9.1 The double-slit experiment
The double-slit experiment is considered by many the seminal experiment in quantum mechanics. The reason why we see it only at this advanced point is that its interpretation is not as straightforward as it might seem from a superficial analysis. The famous physicist Richard Feynman was so fond of this experiment that he used to say that all of quantum mechanics can be understood from carefully thinking through its implications.
The premises of the experiment are very simple: cut two slits in a solid material (such as a sheet of metal), send light or electrons through them, and observe what happens on a screen position at some distance on the other side. The result of this experiment though are far from straightforward.
Let’s first consider the single-slit case. If light consisted of classical particles, and these particles were sent in a straight line through a single-slit and allowed to strike a screen on the other side, we would expect to see a pattern corresponding to the size and shape of the slit. However, when this “single-slit experiment” is actually performed, the pattern on the screen is a diffraction pattern in which the light is spread out. The smaller the slit, the greater the angle of spread. This behavior is typical of waves, where diffraction explains the pattern as being the result of the interference of the waves with the slit.
If one illuminates two parallel slits, the light from the two slits again interferes. Here the interference is a more pronounced pattern with a series of alternating light and dark bands. The width of the bands is a property of the frequency of the illuminating light. The pattern observed on the screen is the result of this interference, as shown in figure 9.1.21
The interference pattern resulting from the double-slit experiment are observed not only with light, but also with a beam of electrons, and other small particles.

==============================

# STATED TASK A:
Set down, word for word, everything in the double-slit excerpt from "9.1 The double-slit" down to "far from straightforward.".
The excerpt and the records come from separate, unrelated sources.

(Data block)
==============================

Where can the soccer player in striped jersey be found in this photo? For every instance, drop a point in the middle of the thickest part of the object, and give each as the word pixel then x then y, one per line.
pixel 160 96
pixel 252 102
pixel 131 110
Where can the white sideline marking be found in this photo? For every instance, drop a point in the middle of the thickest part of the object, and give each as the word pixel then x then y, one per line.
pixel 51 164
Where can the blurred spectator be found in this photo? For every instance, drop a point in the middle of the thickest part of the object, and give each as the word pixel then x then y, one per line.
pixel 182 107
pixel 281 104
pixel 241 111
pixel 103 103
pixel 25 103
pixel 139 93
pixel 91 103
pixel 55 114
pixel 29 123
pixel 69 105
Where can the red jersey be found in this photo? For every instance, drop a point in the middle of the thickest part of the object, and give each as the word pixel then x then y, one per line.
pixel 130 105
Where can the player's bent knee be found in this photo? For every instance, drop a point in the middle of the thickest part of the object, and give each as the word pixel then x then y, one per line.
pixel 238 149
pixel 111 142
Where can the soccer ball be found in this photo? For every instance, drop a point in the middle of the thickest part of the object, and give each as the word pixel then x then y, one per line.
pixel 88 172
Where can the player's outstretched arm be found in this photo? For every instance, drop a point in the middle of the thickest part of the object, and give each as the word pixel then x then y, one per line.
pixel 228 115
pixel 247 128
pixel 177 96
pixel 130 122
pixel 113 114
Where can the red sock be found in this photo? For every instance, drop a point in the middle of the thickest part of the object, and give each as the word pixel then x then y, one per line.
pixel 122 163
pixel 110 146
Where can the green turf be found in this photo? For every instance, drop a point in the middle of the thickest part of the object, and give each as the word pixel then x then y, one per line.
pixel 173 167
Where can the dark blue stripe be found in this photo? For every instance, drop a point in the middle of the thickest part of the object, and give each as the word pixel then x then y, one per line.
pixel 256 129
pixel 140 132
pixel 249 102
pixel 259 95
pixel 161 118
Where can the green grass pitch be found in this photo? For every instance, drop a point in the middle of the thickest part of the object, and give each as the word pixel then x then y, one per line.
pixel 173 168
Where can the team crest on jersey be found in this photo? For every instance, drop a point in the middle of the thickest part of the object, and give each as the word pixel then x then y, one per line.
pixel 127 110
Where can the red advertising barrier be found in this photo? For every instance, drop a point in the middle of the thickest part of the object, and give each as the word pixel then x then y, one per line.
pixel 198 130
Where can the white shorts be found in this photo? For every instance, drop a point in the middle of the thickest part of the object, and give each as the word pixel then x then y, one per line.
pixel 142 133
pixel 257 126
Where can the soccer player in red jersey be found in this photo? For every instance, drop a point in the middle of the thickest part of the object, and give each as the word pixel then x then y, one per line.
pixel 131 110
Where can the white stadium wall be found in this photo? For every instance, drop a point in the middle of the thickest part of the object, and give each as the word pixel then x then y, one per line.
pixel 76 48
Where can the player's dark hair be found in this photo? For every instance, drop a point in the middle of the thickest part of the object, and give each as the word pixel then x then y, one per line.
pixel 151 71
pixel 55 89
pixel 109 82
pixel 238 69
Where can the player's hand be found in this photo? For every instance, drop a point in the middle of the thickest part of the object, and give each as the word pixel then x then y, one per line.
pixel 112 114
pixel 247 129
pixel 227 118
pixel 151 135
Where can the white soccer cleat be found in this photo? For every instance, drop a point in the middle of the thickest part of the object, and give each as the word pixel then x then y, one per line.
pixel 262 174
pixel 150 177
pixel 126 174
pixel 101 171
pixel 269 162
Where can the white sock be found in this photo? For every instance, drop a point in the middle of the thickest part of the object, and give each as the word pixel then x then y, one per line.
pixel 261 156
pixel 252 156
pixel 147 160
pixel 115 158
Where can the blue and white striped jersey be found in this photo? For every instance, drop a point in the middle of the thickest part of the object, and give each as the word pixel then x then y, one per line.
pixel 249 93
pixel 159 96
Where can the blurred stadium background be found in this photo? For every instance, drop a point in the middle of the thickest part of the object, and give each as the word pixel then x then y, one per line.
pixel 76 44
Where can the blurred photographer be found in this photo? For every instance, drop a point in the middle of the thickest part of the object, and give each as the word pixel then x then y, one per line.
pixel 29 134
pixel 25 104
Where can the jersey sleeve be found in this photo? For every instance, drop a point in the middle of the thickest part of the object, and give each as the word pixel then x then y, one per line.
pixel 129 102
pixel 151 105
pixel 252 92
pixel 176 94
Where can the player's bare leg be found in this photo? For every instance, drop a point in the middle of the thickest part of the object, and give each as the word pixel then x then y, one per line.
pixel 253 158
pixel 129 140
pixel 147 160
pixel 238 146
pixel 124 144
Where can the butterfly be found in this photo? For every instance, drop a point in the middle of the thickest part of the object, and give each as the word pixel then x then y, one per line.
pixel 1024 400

==============================

# STATED TASK B:
Rewrite everything from the start of the records down to the line containing "pixel 69 105" as a Markdown table with the columns Row and Line, giving each line its row number and omitting blank lines.

# FULL OUTPUT A:
9.1 The double-slit experiment
The double-slit experiment is considered by many the seminal experiment in quantum mechanics. The reason why we see it only at this advanced point is that its interpretation is not as straightforward as it might seem from a superficial analysis. The famous physicist Richard Feynman was so fond of this experiment that he used to say that all of quantum mechanics can be understood from carefully thinking through its implications.
The premises of the experiment are very simple: cut two slits in a solid material (such as a sheet of metal), send light or electrons through them, and observe what happens on a screen position at some distance on the other side. The result of this experiment though are far from straightforward.

# FULL OUTPUT B:
| Row | Line |
|---|---|
| 1 | Where can the soccer player in striped jersey be found in this photo? For every instance, drop a point in the middle of the thickest part of the object, and give each as the word pixel then x then y, one per line. |
| 2 | pixel 160 96 |
| 3 | pixel 252 102 |
| 4 | pixel 131 110 |
| 5 | Where can the white sideline marking be found in this photo? For every instance, drop a point in the middle of the thickest part of the object, and give each as the word pixel then x then y, one per line. |
| 6 | pixel 51 164 |
| 7 | Where can the blurred spectator be found in this photo? For every instance, drop a point in the middle of the thickest part of the object, and give each as the word pixel then x then y, one per line. |
| 8 | pixel 182 107 |
| 9 | pixel 281 104 |
| 10 | pixel 241 111 |
| 11 | pixel 103 103 |
| 12 | pixel 25 103 |
| 13 | pixel 139 93 |
| 14 | pixel 91 103 |
| 15 | pixel 55 114 |
| 16 | pixel 29 123 |
| 17 | pixel 69 105 |